**PROVIDED INFORMATION:**
━━━━━━━━━━━━━━━━━━━━━━━━━━━━━━

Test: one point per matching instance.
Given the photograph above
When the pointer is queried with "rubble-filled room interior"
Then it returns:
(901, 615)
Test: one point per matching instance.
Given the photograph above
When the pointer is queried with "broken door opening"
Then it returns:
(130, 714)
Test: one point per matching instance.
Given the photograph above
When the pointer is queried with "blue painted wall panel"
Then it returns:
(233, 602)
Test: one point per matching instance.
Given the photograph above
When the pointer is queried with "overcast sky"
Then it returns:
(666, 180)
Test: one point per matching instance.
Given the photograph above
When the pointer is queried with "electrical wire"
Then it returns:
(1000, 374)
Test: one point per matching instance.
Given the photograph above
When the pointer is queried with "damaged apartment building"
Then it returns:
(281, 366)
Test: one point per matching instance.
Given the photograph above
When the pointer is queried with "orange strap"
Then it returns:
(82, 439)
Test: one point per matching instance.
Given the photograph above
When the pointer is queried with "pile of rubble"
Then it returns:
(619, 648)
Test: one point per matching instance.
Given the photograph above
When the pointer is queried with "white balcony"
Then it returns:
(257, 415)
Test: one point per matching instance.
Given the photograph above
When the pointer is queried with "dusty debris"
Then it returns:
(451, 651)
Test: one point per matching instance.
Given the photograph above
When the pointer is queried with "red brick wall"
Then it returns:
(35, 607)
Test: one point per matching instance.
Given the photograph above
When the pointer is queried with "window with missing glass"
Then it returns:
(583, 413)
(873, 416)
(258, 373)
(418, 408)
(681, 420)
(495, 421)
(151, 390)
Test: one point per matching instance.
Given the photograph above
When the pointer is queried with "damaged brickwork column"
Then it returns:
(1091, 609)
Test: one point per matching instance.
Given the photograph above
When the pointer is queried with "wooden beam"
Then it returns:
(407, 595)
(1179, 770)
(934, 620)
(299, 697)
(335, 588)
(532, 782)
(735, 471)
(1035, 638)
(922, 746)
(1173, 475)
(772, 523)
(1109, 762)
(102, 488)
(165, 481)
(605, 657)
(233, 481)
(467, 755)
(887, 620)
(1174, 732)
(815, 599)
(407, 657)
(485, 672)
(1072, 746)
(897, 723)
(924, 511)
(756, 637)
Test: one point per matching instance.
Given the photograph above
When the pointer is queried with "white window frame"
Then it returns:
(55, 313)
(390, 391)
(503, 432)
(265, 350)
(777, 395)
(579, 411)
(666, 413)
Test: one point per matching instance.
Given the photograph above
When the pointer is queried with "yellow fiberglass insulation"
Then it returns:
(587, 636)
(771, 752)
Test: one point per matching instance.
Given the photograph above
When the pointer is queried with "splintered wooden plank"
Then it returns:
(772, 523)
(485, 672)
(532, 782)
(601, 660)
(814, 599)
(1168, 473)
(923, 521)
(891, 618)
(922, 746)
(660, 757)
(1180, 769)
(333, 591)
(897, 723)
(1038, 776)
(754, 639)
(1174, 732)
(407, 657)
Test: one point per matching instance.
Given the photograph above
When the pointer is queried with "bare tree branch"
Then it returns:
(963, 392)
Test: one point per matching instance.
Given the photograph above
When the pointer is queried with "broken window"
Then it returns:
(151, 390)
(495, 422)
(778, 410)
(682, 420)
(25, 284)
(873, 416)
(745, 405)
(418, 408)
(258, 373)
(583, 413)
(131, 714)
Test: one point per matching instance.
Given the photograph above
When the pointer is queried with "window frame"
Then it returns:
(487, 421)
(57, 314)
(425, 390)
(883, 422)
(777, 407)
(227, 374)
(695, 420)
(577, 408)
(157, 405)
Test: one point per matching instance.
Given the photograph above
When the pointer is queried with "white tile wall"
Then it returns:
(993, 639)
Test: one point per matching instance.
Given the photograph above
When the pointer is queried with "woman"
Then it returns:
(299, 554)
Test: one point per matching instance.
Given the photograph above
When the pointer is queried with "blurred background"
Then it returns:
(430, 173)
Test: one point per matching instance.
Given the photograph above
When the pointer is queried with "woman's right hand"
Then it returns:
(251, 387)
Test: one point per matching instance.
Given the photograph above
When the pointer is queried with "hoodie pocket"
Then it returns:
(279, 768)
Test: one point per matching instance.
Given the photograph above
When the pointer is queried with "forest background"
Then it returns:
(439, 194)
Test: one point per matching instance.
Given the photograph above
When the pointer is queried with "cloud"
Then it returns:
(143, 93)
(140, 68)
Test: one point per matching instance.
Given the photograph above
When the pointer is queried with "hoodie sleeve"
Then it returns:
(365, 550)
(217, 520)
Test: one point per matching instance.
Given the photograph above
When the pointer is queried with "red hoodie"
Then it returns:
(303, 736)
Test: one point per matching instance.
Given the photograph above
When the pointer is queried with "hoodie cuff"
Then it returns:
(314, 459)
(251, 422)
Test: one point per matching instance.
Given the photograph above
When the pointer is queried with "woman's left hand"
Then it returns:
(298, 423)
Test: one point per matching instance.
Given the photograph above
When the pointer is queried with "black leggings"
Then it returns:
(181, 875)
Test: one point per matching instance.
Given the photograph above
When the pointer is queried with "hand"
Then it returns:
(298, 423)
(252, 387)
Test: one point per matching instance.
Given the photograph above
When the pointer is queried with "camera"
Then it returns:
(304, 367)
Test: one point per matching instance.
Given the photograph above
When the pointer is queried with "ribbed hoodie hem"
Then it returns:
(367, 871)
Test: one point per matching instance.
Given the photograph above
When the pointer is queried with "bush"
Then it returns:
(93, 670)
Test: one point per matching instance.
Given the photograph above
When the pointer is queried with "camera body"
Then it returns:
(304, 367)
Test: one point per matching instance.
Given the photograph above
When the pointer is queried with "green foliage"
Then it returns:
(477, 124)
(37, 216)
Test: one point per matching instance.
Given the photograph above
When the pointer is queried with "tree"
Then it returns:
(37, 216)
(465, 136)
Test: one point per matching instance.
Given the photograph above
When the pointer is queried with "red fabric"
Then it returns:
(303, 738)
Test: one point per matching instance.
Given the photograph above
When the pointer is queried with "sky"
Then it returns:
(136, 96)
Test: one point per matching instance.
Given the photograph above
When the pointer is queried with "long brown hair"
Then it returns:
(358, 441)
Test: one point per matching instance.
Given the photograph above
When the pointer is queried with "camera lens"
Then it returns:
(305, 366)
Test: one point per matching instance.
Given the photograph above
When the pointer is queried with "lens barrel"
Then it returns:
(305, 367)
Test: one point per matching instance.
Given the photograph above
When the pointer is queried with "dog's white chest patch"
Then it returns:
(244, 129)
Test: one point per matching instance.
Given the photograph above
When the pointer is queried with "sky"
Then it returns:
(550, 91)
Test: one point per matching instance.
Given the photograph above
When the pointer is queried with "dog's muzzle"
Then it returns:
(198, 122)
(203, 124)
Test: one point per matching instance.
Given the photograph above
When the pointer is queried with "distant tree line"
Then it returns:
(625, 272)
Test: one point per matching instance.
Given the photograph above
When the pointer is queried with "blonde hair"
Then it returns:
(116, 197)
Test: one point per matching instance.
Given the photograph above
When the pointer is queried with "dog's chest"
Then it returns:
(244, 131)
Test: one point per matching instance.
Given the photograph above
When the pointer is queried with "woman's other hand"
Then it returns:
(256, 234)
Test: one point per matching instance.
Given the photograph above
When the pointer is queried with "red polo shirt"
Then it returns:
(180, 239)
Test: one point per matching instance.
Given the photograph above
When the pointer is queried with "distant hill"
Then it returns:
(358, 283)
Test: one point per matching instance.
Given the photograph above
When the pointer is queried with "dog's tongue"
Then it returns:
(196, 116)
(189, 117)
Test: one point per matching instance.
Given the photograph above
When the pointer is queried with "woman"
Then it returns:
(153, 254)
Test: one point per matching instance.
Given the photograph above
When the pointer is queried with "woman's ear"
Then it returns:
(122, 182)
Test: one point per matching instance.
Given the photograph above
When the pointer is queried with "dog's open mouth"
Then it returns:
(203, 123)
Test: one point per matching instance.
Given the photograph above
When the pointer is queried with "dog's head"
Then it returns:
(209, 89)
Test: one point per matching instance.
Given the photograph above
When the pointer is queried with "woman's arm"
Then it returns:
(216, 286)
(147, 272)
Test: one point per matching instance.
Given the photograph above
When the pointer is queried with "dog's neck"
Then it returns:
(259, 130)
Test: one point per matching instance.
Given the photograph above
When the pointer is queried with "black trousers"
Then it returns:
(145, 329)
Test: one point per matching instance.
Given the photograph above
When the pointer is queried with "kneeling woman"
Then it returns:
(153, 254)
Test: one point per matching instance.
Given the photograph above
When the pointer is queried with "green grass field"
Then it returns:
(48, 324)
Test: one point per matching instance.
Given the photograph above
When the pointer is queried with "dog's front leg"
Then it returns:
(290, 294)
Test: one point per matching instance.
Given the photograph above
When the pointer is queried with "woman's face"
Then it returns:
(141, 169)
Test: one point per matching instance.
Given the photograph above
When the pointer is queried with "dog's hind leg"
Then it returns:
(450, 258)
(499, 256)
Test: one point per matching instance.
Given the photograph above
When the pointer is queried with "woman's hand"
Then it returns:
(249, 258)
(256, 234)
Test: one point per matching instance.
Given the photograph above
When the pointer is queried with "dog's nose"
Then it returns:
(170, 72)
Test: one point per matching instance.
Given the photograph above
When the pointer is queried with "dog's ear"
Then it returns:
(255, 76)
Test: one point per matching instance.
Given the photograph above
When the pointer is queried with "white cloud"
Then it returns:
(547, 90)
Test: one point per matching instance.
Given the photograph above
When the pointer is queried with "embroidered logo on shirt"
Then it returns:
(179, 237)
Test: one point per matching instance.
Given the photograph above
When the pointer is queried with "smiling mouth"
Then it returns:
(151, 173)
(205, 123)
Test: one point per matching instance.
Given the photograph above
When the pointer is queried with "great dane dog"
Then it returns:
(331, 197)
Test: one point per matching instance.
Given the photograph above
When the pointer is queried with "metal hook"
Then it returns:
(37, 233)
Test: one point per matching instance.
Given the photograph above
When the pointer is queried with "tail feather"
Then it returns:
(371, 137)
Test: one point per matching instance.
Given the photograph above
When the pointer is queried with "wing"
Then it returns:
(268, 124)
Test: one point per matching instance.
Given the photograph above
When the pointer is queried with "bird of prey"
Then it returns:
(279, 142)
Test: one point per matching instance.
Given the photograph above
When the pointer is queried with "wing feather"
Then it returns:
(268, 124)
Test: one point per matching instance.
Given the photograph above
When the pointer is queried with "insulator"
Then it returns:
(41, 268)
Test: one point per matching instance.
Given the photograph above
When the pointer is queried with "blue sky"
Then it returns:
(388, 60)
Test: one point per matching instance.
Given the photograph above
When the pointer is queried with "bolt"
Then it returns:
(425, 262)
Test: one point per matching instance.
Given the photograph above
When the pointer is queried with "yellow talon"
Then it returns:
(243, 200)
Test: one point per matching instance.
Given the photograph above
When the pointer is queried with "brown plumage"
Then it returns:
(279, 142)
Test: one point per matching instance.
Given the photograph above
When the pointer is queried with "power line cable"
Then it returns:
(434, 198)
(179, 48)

━━━━━━━━━━━━━━━━━━━━━━━━━━━━━━

**INSTRUCTIONS FOR THE TASK:** The answer must consist of every line above that holds the string "cloud", copied exactly.

**ANSWER FOR THIS EXERCISE:**
When the pointer is queried with "cloud"
When the pointer is queried with "white cloud"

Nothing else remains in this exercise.